## PROBLEM DETAILS
For the data below, work out how many lines include the string "ceiling" and report only the number.

··· DATA RECORDS

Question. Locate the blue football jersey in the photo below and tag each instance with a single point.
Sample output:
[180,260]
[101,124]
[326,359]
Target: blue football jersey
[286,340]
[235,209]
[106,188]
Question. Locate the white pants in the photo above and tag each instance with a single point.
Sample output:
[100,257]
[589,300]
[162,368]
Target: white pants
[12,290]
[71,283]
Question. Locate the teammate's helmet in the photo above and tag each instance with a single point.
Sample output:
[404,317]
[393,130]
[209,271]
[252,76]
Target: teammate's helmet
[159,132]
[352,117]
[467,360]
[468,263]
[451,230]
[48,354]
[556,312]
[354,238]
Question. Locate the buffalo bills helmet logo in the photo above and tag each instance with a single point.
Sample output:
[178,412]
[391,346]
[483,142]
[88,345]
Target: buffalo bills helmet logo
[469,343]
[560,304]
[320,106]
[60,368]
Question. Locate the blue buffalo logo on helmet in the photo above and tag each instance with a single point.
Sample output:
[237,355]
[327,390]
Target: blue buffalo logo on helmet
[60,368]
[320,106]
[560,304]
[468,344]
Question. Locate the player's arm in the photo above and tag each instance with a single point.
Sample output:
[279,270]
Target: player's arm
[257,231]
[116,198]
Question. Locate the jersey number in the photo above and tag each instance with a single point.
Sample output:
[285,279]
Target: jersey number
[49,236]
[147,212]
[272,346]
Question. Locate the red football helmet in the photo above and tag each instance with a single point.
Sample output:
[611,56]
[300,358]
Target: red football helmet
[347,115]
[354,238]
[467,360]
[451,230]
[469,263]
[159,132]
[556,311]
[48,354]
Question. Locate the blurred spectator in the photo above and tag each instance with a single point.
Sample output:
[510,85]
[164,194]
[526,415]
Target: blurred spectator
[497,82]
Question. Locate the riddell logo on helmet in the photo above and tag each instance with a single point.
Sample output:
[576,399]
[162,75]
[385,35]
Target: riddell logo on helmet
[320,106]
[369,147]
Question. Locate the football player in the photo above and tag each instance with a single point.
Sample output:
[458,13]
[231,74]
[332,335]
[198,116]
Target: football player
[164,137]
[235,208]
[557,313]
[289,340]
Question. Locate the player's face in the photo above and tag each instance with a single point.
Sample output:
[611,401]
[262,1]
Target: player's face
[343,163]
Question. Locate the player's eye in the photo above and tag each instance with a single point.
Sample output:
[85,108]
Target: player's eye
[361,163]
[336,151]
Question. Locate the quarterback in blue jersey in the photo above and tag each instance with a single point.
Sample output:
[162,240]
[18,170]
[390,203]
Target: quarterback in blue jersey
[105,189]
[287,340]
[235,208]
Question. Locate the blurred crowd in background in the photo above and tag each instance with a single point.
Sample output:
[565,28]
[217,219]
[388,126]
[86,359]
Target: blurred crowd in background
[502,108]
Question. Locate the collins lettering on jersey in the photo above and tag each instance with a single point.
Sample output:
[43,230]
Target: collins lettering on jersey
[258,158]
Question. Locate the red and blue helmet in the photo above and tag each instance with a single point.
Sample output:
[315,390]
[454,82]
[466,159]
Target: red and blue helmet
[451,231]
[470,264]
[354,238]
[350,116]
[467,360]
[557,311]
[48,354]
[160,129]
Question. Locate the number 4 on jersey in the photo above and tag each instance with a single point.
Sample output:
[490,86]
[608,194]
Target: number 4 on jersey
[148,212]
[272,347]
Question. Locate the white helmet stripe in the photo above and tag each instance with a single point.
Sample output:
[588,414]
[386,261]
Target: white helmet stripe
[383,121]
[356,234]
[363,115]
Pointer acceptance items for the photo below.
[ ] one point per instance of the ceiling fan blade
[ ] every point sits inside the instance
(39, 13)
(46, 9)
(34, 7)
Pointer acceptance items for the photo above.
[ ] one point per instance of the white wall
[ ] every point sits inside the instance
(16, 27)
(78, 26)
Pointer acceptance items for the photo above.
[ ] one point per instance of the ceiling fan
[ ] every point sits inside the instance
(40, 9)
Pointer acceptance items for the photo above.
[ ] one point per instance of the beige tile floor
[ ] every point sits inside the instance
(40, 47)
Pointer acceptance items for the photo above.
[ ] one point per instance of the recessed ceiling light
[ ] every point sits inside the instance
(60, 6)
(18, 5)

······

## TASK OUTPUT
3